-------- Provided information
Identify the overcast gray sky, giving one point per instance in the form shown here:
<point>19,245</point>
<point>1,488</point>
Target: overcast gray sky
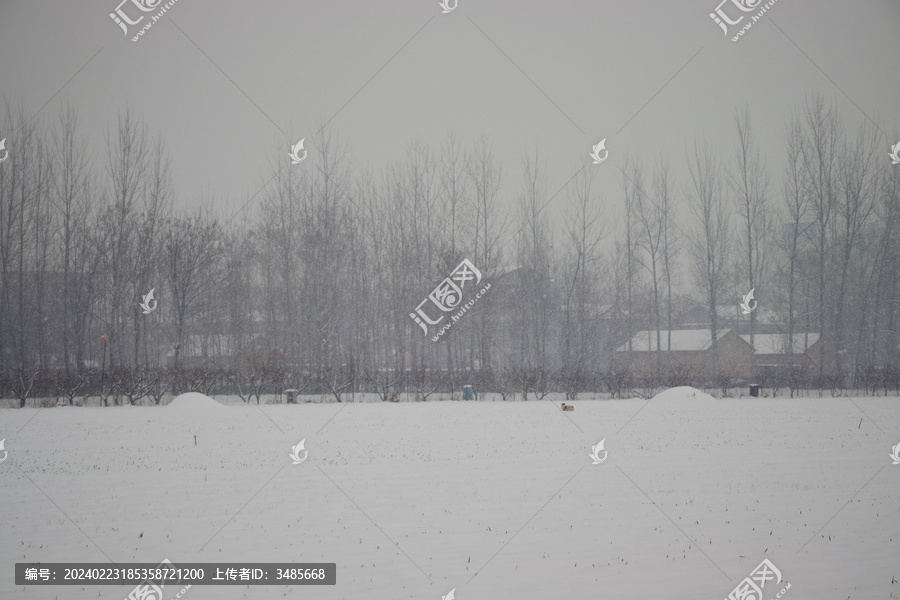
<point>230,85</point>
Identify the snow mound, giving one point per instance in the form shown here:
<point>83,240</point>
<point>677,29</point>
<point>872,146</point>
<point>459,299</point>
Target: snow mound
<point>195,400</point>
<point>685,392</point>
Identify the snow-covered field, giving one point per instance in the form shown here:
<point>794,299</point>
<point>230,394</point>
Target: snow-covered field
<point>495,499</point>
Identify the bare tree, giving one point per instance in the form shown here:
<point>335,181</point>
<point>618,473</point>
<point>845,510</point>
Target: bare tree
<point>191,255</point>
<point>750,186</point>
<point>710,246</point>
<point>820,150</point>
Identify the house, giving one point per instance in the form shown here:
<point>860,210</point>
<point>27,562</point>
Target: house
<point>691,354</point>
<point>773,354</point>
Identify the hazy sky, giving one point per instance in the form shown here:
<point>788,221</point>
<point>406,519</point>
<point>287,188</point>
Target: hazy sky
<point>230,85</point>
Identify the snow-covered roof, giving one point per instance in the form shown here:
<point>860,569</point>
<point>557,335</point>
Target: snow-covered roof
<point>682,340</point>
<point>777,343</point>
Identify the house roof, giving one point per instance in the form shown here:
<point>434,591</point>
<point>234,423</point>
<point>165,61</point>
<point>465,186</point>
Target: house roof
<point>777,343</point>
<point>683,340</point>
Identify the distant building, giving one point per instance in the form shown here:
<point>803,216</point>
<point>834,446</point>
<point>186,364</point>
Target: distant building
<point>691,354</point>
<point>773,354</point>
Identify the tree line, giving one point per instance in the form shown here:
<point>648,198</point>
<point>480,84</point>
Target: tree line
<point>312,284</point>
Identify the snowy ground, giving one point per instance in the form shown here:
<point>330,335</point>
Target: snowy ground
<point>412,500</point>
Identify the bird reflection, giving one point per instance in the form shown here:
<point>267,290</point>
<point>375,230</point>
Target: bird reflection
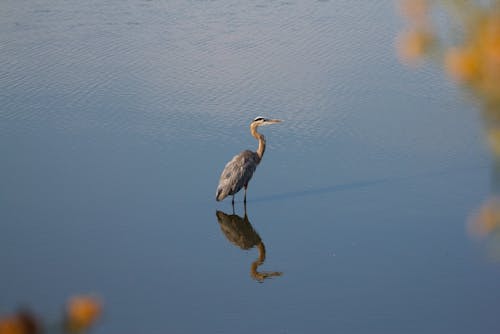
<point>240,232</point>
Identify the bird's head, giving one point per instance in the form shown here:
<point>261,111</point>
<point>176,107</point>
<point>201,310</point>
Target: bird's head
<point>259,121</point>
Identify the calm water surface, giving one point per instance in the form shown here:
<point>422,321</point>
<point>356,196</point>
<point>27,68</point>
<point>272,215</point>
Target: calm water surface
<point>117,118</point>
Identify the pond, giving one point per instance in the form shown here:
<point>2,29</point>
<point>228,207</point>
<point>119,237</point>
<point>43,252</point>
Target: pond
<point>118,117</point>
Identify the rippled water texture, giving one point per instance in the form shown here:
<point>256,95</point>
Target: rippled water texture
<point>117,118</point>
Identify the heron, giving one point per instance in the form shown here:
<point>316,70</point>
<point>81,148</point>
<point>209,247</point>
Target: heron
<point>240,169</point>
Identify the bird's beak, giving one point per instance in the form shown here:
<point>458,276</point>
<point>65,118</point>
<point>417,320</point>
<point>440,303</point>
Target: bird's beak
<point>273,121</point>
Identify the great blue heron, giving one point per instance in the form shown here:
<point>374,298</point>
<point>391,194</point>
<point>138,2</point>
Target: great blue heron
<point>239,170</point>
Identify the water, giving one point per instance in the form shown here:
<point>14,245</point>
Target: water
<point>117,118</point>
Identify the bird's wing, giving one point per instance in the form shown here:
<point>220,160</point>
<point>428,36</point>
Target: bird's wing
<point>236,174</point>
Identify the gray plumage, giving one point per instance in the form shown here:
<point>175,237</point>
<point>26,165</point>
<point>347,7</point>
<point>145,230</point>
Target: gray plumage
<point>237,174</point>
<point>239,171</point>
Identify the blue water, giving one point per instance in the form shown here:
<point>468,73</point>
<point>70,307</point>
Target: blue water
<point>117,118</point>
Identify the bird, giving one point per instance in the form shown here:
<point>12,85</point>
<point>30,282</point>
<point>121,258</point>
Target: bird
<point>239,170</point>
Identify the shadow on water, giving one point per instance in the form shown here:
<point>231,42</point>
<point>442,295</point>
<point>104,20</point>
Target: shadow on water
<point>241,233</point>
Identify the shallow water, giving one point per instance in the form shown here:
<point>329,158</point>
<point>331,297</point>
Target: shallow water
<point>118,117</point>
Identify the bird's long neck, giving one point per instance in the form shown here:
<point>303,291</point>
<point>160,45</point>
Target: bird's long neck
<point>262,141</point>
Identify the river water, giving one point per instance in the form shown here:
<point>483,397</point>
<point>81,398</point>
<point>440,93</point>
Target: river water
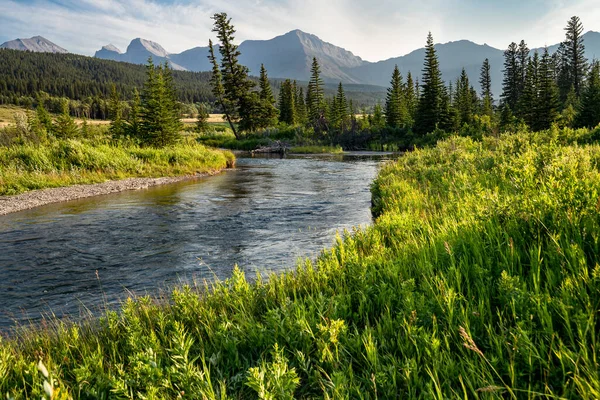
<point>78,257</point>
----------------
(Task objective):
Each line above must be repeated exactly in the answer, with pictures omitted.

(Your response):
Identify the overcast gray sky, giving one point per instance in the form shown here:
<point>19,245</point>
<point>1,488</point>
Target: overcast gray sky
<point>230,85</point>
Identify the snow mound, giving one point per instance in the form shown here:
<point>83,240</point>
<point>677,29</point>
<point>872,146</point>
<point>459,299</point>
Target: snow mound
<point>195,400</point>
<point>685,392</point>
Identify the snow-covered field, giving one point per instance in the form shown here:
<point>794,299</point>
<point>230,394</point>
Target: snow-covered field
<point>495,499</point>
Identify the bare tree, giving one point per instance in the form shown here:
<point>335,181</point>
<point>618,473</point>
<point>845,510</point>
Target: bare tree
<point>191,255</point>
<point>750,186</point>
<point>710,246</point>
<point>820,150</point>
Identify the house, giving one point per instance in the form shown here:
<point>860,210</point>
<point>27,562</point>
Target: house
<point>691,354</point>
<point>773,354</point>
Identify the hazy sky, giving one point per instance in the form shown here:
<point>788,221</point>
<point>406,519</point>
<point>287,188</point>
Target: hazy sky
<point>230,85</point>
Identify the snow-covered roof, giving one point per instance in the form shown here:
<point>860,569</point>
<point>557,335</point>
Target: snow-covered roof
<point>682,340</point>
<point>777,343</point>
Identify the house roof, giving one point per instance in the form shown here:
<point>434,591</point>
<point>234,423</point>
<point>165,61</point>
<point>465,186</point>
Target: house roof
<point>777,343</point>
<point>683,340</point>
Identify the distant building, giving one point per instance in the form shown here:
<point>803,216</point>
<point>834,446</point>
<point>186,364</point>
Target: distant building
<point>691,354</point>
<point>773,354</point>
Identify the tree line, giving one point per instance in the form shown here:
<point>648,198</point>
<point>480,84</point>
Target: tree line
<point>312,284</point>
Identify the snowy ground, giving one point per instance in the form shown here:
<point>330,335</point>
Target: snowy ground
<point>412,500</point>
Identify the bird reflection, giving one point per instance in the form shown here:
<point>267,290</point>
<point>375,230</point>
Target: bird reflection
<point>240,232</point>
Identify the bird's head, giving one point per instance in the form shown here:
<point>261,111</point>
<point>176,107</point>
<point>201,310</point>
Target: bird's head
<point>259,121</point>
Identify the calm water surface, giving one point per instance in the form shown here:
<point>422,321</point>
<point>356,196</point>
<point>27,68</point>
<point>272,215</point>
Target: calm water surface
<point>117,118</point>
Identify the pond, giving one point per instance in the form shown here:
<point>2,29</point>
<point>228,207</point>
<point>119,237</point>
<point>43,252</point>
Target: pond
<point>118,117</point>
Identify the rippled water texture, giving one point per instance in the form shown here:
<point>256,95</point>
Target: rippled water texture
<point>117,118</point>
Identify the heron, giving one point per instance in the form shown here:
<point>316,70</point>
<point>81,148</point>
<point>209,247</point>
Target: heron
<point>240,169</point>
Identify the bird's beak, giving one point per instance in the form shown here:
<point>458,276</point>
<point>65,118</point>
<point>417,320</point>
<point>440,303</point>
Target: bird's beak
<point>273,121</point>
Identify the great blue heron, giving one point per instance in the form shown here:
<point>374,298</point>
<point>391,194</point>
<point>138,2</point>
Target: great blue heron
<point>239,170</point>
Identify the water, giving one point per instance in the form shown here:
<point>14,245</point>
Target: water
<point>117,118</point>
Identify the bird's wing, giving one point per instance in the form shown here:
<point>220,160</point>
<point>428,36</point>
Target: bird's wing
<point>236,174</point>
Identify the gray plumage, giving one point per instance in the form shown here:
<point>175,237</point>
<point>26,165</point>
<point>347,7</point>
<point>145,230</point>
Target: gray plumage
<point>237,174</point>
<point>239,171</point>
Identify the blue water, giving one point per instance in the form shown here:
<point>468,73</point>
<point>70,307</point>
Target: blue water
<point>117,118</point>
Identify the bird, giving one point per instance in the form shown here:
<point>12,85</point>
<point>30,282</point>
<point>121,258</point>
Target: bird
<point>239,170</point>
Identify the shadow on water, giving one point per instance in the form shown here:
<point>231,42</point>
<point>442,295</point>
<point>104,20</point>
Target: shadow on water
<point>241,233</point>
Identify the shallow water, giving one point per instance in the form shown here:
<point>329,158</point>
<point>331,297</point>
Target: shallow water
<point>118,117</point>
Identify the bird's long neck, giving one point per instance in the form shown here:
<point>303,291</point>
<point>160,45</point>
Target: bird's long neck
<point>262,141</point>
Identify the river water, giving one point per instance in the form shown here:
<point>483,397</point>
<point>81,398</point>
<point>440,93</point>
Target: river water
<point>78,257</point>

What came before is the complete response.